▶ [The problem] For each entry below, write an exact copy and leave out the images.

▶ [Task inputs]

>>>

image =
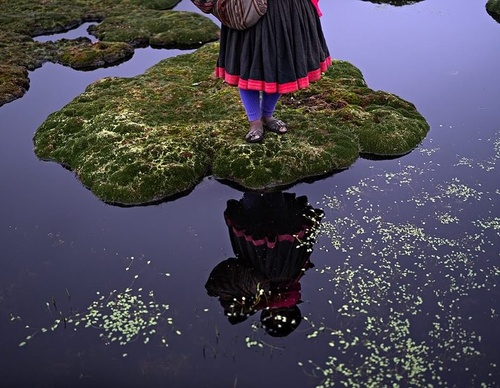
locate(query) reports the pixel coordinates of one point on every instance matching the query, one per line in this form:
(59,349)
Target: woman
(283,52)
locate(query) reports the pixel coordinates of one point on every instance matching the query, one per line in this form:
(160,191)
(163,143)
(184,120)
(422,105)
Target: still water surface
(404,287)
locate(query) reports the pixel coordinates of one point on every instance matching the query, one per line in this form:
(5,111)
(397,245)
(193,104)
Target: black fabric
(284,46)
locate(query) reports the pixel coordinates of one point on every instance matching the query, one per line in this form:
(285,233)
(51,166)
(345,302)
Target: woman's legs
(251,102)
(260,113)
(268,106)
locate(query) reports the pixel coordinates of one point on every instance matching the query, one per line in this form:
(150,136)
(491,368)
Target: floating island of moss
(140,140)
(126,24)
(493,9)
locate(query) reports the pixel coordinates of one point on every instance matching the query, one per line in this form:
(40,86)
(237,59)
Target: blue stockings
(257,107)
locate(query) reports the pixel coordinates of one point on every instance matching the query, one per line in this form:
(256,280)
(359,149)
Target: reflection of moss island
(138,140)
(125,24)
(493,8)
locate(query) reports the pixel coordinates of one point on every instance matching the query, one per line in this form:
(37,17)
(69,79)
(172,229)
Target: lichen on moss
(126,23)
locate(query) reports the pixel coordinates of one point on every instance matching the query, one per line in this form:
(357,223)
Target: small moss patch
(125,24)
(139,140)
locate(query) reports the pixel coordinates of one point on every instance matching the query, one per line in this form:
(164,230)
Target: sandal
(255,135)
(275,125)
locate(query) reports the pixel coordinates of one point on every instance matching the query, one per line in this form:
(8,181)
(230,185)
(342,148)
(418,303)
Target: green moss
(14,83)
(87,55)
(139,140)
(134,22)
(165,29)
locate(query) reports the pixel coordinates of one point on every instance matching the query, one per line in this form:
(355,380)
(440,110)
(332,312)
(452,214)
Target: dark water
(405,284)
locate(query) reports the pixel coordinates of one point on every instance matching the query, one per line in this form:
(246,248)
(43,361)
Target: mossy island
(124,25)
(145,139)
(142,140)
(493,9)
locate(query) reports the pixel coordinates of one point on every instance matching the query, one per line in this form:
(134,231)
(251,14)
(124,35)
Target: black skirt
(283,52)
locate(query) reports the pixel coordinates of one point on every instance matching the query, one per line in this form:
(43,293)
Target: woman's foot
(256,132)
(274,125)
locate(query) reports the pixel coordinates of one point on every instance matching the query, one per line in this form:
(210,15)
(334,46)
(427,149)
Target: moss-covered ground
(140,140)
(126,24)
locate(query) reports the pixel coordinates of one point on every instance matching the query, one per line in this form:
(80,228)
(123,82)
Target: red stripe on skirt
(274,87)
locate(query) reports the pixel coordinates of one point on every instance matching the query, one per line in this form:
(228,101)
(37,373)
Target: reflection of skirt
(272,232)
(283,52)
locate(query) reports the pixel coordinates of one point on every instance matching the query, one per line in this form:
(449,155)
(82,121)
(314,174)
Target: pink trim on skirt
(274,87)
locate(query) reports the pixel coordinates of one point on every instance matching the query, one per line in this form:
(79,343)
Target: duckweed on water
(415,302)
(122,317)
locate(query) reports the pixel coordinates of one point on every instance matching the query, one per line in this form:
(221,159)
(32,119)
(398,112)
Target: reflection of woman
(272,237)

<<<

▶ [Answer area]
image =
locate(query) reports the pixel coordinates of one point on every instance matching the query, one per line in this form:
(59,349)
Target: woman
(283,52)
locate(query) reports the pixel coordinates of one point on every instance matching the query, one per line in this form:
(160,191)
(163,143)
(184,120)
(422,105)
Target: still water surface
(404,287)
locate(query) reports the pixel coordinates of one point on every instance matching the query, one per line in this form:
(5,111)
(397,245)
(193,104)
Target: black fabric
(284,46)
locate(query) reports the pixel coordinates of one point on every instance matching the query, one per line in this form:
(285,233)
(51,166)
(345,302)
Target: woman's legs
(251,102)
(260,113)
(268,106)
locate(query) reports the pixel coordinates of one point on every instance matching the query, one per line in this form:
(150,136)
(491,368)
Target: floating island of moss
(140,140)
(126,24)
(493,9)
locate(query) reports the pixel coordinates of one point on every instance matching the query, one per line in this form:
(40,86)
(237,59)
Target: blue stockings
(257,107)
locate(query) reports the pixel coordinates of one point on every instance matching the query, one per line in this form:
(256,280)
(359,149)
Target: reflection of moss island
(138,140)
(125,24)
(493,8)
locate(query) reports the pixel coordinates of one point on every instance matching the query, one per line in this form:
(37,17)
(69,79)
(172,229)
Target: lichen on moss
(126,23)
locate(query) reports the pixel coordinates of one point on every instance matching the query, one per line in this form:
(357,223)
Target: small moss patch
(125,24)
(139,140)
locate(query) reports the pixel coordinates of one point on every instance matching the query, one per line in this form:
(164,230)
Target: sandal
(255,135)
(275,125)
locate(query) reports the pixel coordinates of one point on every instance matching the query, one per line in this form:
(8,181)
(230,185)
(342,148)
(418,303)
Target: green moss
(14,83)
(87,55)
(139,140)
(134,22)
(165,29)
locate(query) reports the pixel coordinates of one point on every instance matching the query, one per line in this form:
(355,380)
(440,110)
(332,312)
(452,214)
Target: dark water
(405,284)
locate(query) reports the pixel coordinates of one point on every instance matching the query, one per line in this form:
(246,248)
(43,361)
Target: mossy island
(124,25)
(145,139)
(142,140)
(493,9)
locate(query) reports the pixel coordinates of one point on every instance matching the query, one per line in this form:
(134,231)
(251,14)
(124,35)
Target: black skirt
(283,52)
locate(query) reports the pixel coordinates of one point on every instance matching the query, one per line in this form:
(43,293)
Target: woman's foot
(256,132)
(274,125)
locate(query) reports the pixel coordinates of one point on every instance matching the query, one per line in this form:
(210,15)
(334,46)
(427,149)
Target: moss-covered ground
(140,140)
(126,24)
locate(query) reports the pixel coordinates of one point on every instance matching the query, one per line in this form:
(80,228)
(123,82)
Target: red stripe on skirt
(274,87)
locate(query) reports the pixel coordinates of one point on every instance matching the query, one per line in this form:
(228,101)
(37,373)
Target: reflection of skirt
(272,232)
(283,52)
locate(query) reports the pixel coordinates of one point on every instance matching the query, one per line in this form:
(449,155)
(82,121)
(314,174)
Target: pink trim on skirt
(274,87)
locate(query) reports the pixel coordinates of one point on every instance matching the query, one per line in this form:
(79,343)
Target: duckweed on water
(415,302)
(122,317)
locate(query) reports the pixel coordinates of one point on every instance matching the query, one per line in this form:
(221,159)
(32,119)
(398,112)
Target: reflection of woman
(272,237)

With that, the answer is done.